BEGIN

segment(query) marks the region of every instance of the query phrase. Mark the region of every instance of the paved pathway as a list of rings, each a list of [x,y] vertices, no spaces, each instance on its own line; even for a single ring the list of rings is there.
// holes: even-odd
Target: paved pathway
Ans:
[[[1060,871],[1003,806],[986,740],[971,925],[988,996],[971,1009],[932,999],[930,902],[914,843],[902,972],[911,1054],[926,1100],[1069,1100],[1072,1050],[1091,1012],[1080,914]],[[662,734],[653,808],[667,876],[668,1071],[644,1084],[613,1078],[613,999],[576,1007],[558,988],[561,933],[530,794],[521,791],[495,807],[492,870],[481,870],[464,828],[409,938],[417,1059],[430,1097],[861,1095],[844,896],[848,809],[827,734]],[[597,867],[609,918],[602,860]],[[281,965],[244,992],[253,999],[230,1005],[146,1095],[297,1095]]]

END

Try it: Where the material contains a line with "even", return that line.

Solution for this task:
segment(query) marks the region of every instance of the query phrase. Mark the region of every instance of the paved pathway as a list of rings, each a list of [x,y] vertices, no spaces, each instance on its own line; even for a single ring the list of rings is there.
// holes: even-odd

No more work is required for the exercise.